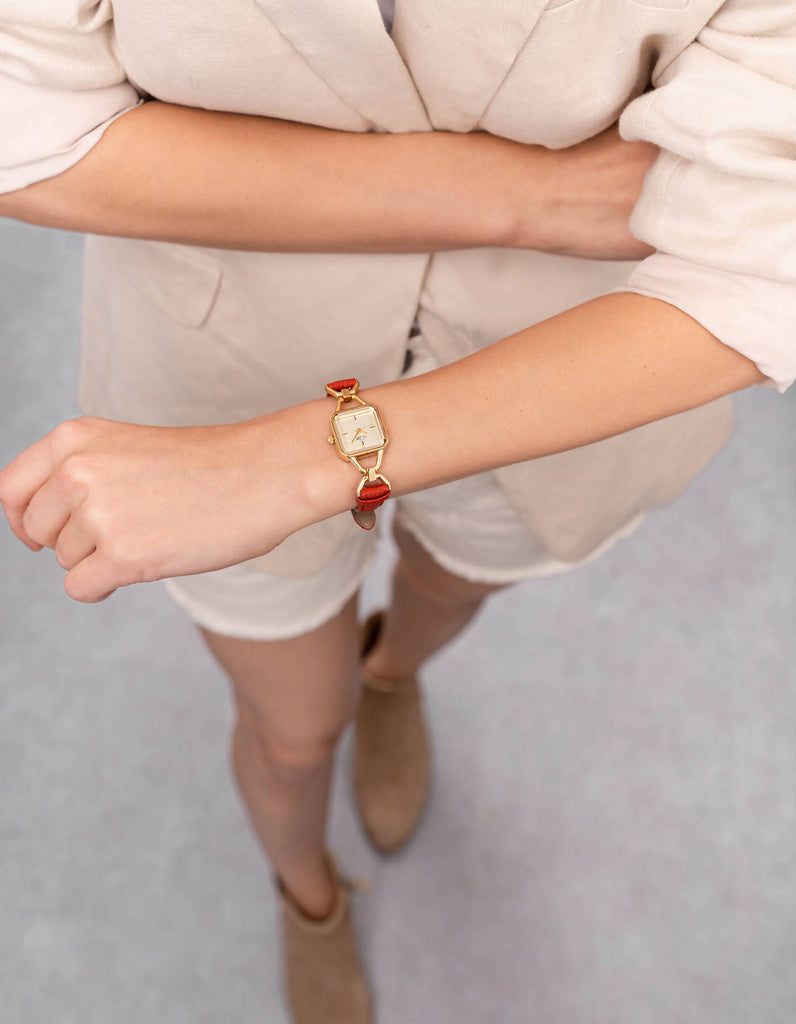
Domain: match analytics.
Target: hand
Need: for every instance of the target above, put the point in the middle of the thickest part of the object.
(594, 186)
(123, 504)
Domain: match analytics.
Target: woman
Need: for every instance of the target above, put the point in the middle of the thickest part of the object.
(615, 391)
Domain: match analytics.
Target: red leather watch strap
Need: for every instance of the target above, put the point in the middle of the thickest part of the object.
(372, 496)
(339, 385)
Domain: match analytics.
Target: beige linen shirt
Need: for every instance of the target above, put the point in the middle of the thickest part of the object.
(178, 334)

=-=-=-=-=

**TASK DETAILS:** Reproduce the text of all the data above word for word, leaving out the pictures.

**RESPONSE TO THIS EXERCISE:**
Domain: match analytics.
Target: hand
Need: for every instance of the target above, put the point in the middle of the thickest part of the object.
(594, 186)
(123, 504)
Domain: match analytics.
Target: woman
Need: for every instance of the target above, put the point in the middle of the thickest part of the object.
(615, 391)
Domain: match analytics.
Target: red leather watch strap
Need: for every instance of the target above, put the point in the middle of the thickest part of the object.
(372, 496)
(339, 385)
Domain: match analytics.
Target: beige linen shirt
Need: for every instance of the target above, put the point in the middle of the thickest part of the object.
(178, 334)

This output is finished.